Task data =
╔══
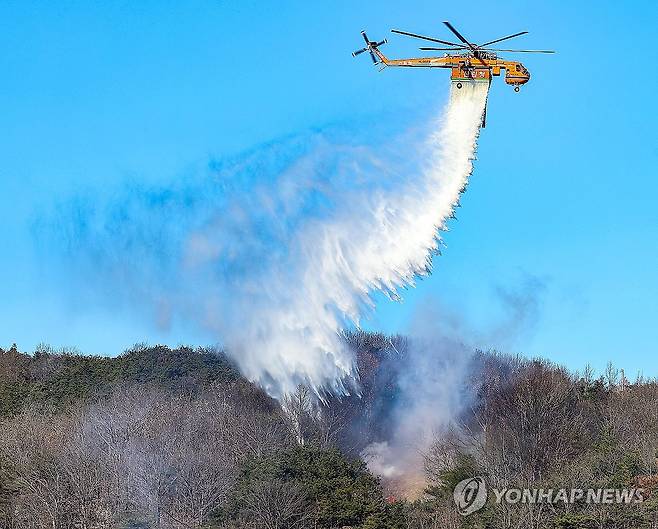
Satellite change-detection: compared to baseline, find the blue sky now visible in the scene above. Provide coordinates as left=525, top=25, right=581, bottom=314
left=0, top=0, right=658, bottom=376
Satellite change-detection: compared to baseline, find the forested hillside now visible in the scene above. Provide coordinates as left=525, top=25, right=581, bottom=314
left=0, top=333, right=658, bottom=529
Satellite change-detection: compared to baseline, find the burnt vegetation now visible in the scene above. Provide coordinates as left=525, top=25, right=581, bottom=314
left=0, top=333, right=658, bottom=529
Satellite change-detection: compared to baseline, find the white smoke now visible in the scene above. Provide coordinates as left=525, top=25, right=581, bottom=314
left=43, top=83, right=488, bottom=396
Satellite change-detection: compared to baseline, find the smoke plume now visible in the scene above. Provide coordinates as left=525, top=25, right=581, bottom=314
left=41, top=83, right=487, bottom=396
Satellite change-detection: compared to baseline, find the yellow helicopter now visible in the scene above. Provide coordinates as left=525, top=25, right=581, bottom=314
left=352, top=22, right=555, bottom=126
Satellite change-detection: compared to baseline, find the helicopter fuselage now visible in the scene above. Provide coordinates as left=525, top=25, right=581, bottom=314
left=374, top=48, right=530, bottom=89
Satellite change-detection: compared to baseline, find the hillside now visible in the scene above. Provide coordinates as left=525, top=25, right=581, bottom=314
left=0, top=333, right=658, bottom=529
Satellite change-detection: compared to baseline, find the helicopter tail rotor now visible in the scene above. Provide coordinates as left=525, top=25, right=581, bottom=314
left=352, top=31, right=388, bottom=64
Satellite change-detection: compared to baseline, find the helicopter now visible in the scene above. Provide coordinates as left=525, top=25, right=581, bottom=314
left=352, top=21, right=555, bottom=127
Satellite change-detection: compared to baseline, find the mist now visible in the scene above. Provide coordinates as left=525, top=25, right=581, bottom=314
left=38, top=81, right=487, bottom=397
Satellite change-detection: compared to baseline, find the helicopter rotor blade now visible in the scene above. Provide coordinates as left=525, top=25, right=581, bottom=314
left=443, top=20, right=486, bottom=64
left=443, top=21, right=475, bottom=51
left=418, top=46, right=468, bottom=51
left=480, top=48, right=557, bottom=53
left=391, top=29, right=462, bottom=47
left=479, top=31, right=528, bottom=48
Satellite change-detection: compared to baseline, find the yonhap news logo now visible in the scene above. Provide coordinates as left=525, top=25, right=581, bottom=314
left=452, top=476, right=645, bottom=516
left=452, top=476, right=487, bottom=516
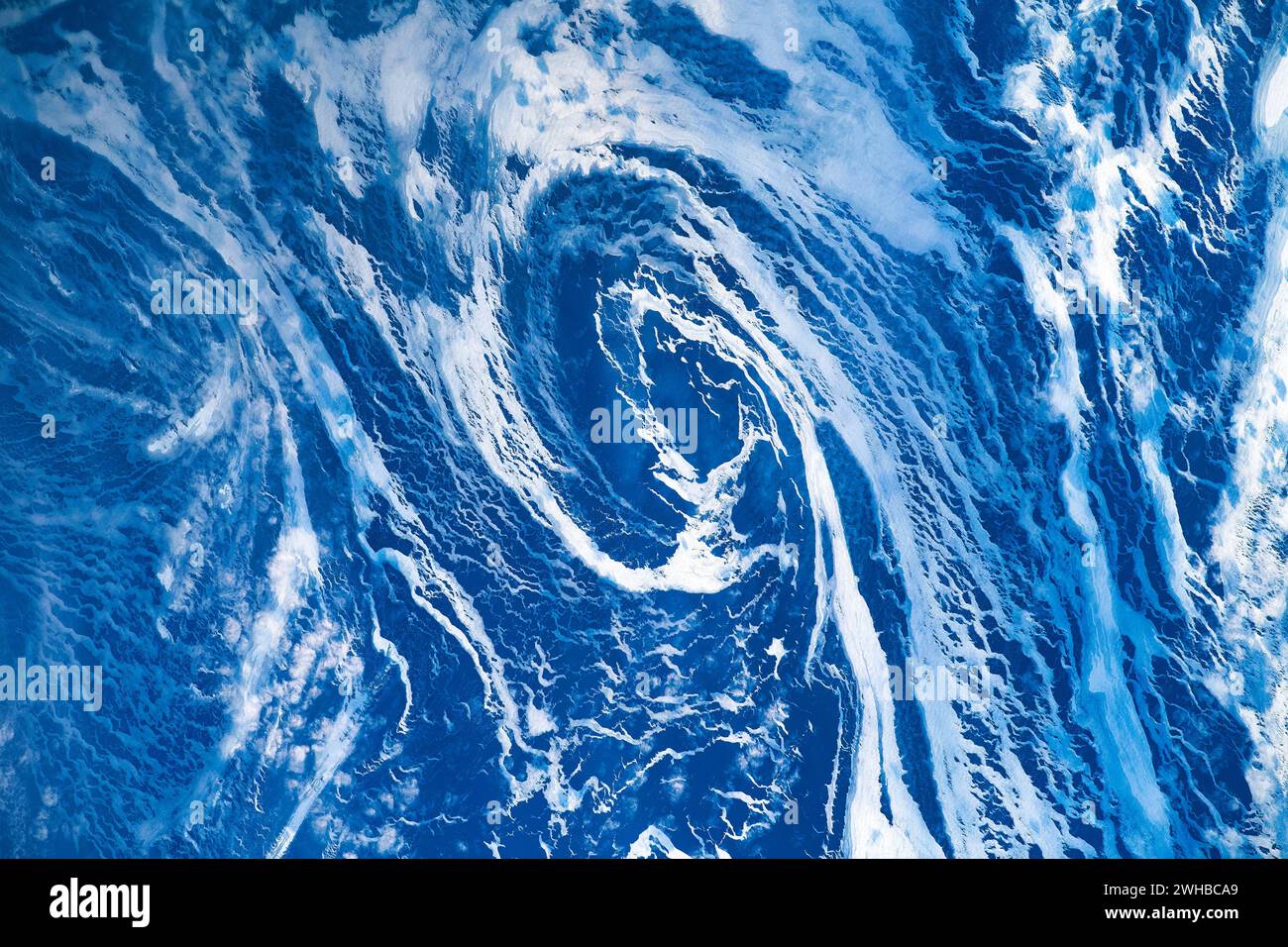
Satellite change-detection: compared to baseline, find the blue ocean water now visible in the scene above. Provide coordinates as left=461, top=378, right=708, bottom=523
left=0, top=0, right=1288, bottom=858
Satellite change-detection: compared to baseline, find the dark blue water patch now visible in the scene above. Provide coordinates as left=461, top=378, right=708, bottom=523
left=628, top=0, right=791, bottom=110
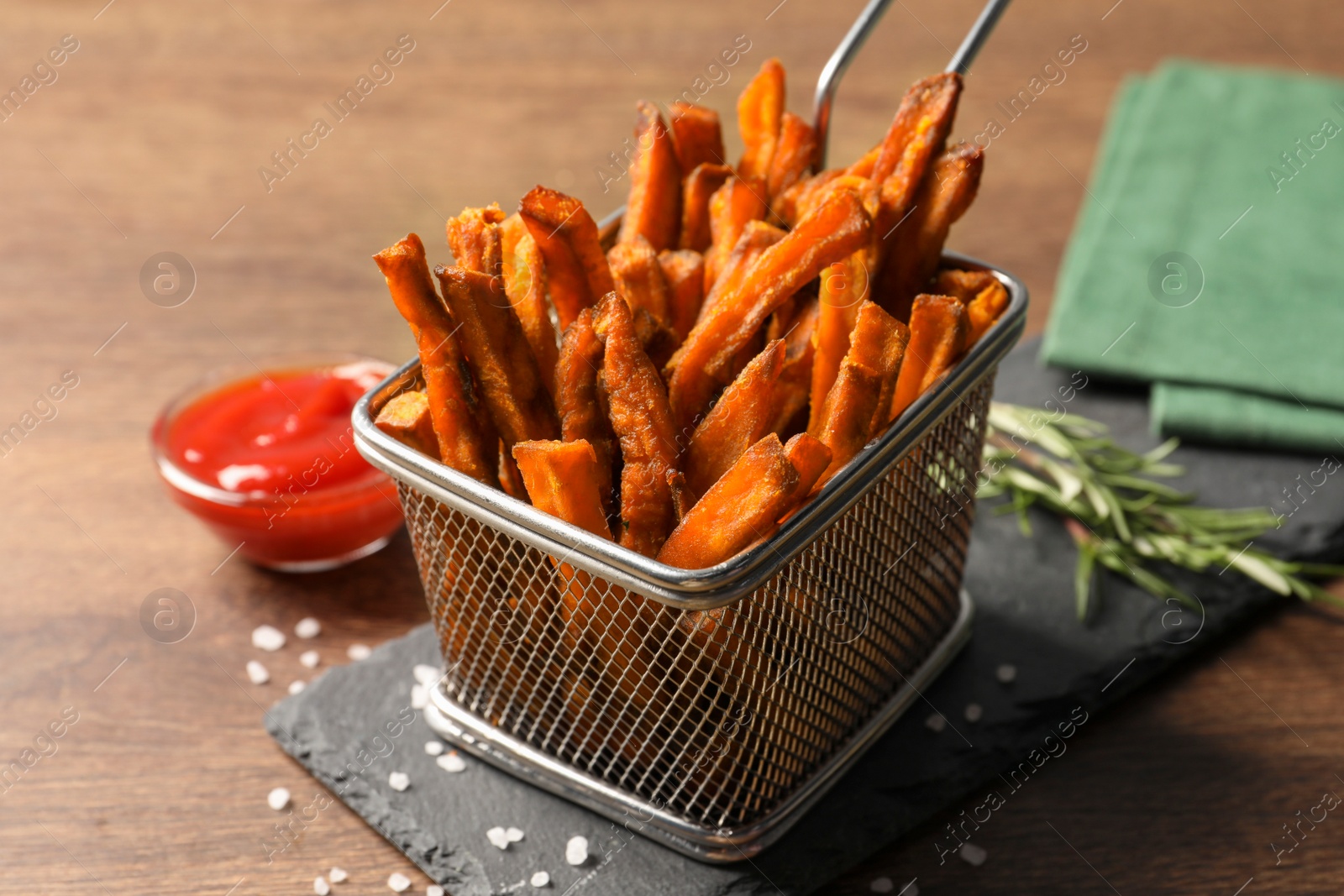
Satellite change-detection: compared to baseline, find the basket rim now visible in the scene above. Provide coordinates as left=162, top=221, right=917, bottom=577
left=351, top=251, right=1028, bottom=610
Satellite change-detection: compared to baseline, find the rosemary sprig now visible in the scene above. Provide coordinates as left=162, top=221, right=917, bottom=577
left=977, top=401, right=1344, bottom=619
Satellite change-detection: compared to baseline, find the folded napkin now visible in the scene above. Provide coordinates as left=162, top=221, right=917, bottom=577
left=1042, top=62, right=1344, bottom=451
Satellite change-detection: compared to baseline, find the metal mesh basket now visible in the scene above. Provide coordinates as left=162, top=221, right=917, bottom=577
left=354, top=255, right=1026, bottom=861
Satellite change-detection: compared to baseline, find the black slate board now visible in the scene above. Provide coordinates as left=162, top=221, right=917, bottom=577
left=266, top=344, right=1344, bottom=896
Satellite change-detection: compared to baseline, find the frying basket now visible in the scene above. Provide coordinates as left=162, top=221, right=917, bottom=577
left=354, top=253, right=1026, bottom=862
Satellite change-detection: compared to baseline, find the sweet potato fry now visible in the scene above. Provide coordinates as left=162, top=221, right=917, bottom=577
left=766, top=112, right=817, bottom=203
left=517, top=186, right=616, bottom=332
left=668, top=190, right=871, bottom=427
left=446, top=203, right=504, bottom=277
left=617, top=99, right=681, bottom=251
left=887, top=294, right=966, bottom=422
left=434, top=266, right=560, bottom=451
left=555, top=307, right=618, bottom=515
left=593, top=293, right=679, bottom=556
left=704, top=177, right=766, bottom=293
left=500, top=215, right=559, bottom=398
left=606, top=233, right=672, bottom=324
left=659, top=249, right=704, bottom=339
left=738, top=59, right=786, bottom=180
left=681, top=340, right=785, bottom=495
left=374, top=390, right=438, bottom=461
left=668, top=101, right=727, bottom=175
left=677, top=164, right=732, bottom=253
left=876, top=144, right=985, bottom=320
left=374, top=233, right=500, bottom=488
left=513, top=439, right=612, bottom=538
left=657, top=432, right=798, bottom=569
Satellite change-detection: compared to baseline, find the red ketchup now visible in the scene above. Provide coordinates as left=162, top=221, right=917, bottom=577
left=153, top=360, right=402, bottom=572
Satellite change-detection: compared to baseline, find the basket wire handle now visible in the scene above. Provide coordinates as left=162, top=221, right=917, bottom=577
left=813, top=0, right=1012, bottom=170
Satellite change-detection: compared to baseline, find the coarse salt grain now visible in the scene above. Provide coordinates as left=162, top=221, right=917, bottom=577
left=253, top=626, right=285, bottom=652
left=564, top=837, right=587, bottom=865
left=957, top=844, right=990, bottom=867
left=247, top=659, right=270, bottom=685
left=266, top=787, right=289, bottom=811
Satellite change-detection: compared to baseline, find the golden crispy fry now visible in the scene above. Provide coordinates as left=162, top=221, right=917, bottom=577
left=434, top=266, right=560, bottom=451
left=668, top=101, right=727, bottom=175
left=617, top=99, right=681, bottom=251
left=668, top=190, right=871, bottom=427
left=766, top=112, right=817, bottom=203
left=606, top=233, right=672, bottom=324
left=657, top=432, right=798, bottom=569
left=555, top=307, right=618, bottom=527
left=500, top=215, right=559, bottom=398
left=683, top=340, right=785, bottom=495
left=770, top=298, right=820, bottom=438
left=738, top=59, right=786, bottom=180
left=593, top=293, right=677, bottom=556
left=517, top=186, right=616, bottom=332
left=659, top=249, right=704, bottom=339
left=446, top=203, right=504, bottom=277
left=704, top=177, right=766, bottom=293
left=374, top=391, right=439, bottom=461
left=513, top=439, right=612, bottom=538
left=374, top=233, right=499, bottom=488
left=887, top=294, right=966, bottom=421
left=876, top=144, right=985, bottom=320
left=677, top=164, right=732, bottom=253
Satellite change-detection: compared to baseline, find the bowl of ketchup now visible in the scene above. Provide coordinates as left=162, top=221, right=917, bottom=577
left=150, top=354, right=402, bottom=572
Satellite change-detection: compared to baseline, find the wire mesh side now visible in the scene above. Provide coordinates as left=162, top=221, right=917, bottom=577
left=401, top=375, right=993, bottom=829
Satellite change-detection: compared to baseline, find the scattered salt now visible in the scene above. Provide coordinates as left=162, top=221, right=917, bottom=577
left=253, top=626, right=285, bottom=652
left=957, top=844, right=990, bottom=867
left=266, top=787, right=289, bottom=811
left=564, top=837, right=587, bottom=865
left=434, top=751, right=466, bottom=773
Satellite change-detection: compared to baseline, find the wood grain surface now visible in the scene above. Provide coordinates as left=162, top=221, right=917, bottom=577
left=0, top=0, right=1344, bottom=896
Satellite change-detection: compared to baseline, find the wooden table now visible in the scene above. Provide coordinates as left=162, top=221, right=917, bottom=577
left=0, top=0, right=1344, bottom=896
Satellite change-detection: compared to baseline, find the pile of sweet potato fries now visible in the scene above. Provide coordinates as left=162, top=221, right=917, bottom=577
left=374, top=59, right=1008, bottom=569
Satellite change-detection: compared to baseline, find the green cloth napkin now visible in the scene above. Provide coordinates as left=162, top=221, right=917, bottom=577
left=1042, top=62, right=1344, bottom=451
╚══
What is being asked = Please copy the stretch of the listing from the line containing "find the wooden" through the end of the listing, leaving the request lines unchanged. In the answers, scale every coordinate by 0.2 and round to whole numbers, with halves rounding up.

Output for this exercise =
Satellite change-detection: compared to baseline, find the wooden table now visible in the scene above. Provide coordinates as left=162, top=221, right=917, bottom=577
left=0, top=0, right=269, bottom=179
Satellite change-detection: compared to baseline, find the pile of sweet potato fries now visible in the scene above. Provide coordinates as left=162, top=221, right=917, bottom=577
left=75, top=12, right=202, bottom=114
Satellite change-detection: compared to baseline, find the green cloth napkin now visible in the scene above. Provide coordinates as left=162, top=221, right=917, bottom=577
left=208, top=12, right=269, bottom=90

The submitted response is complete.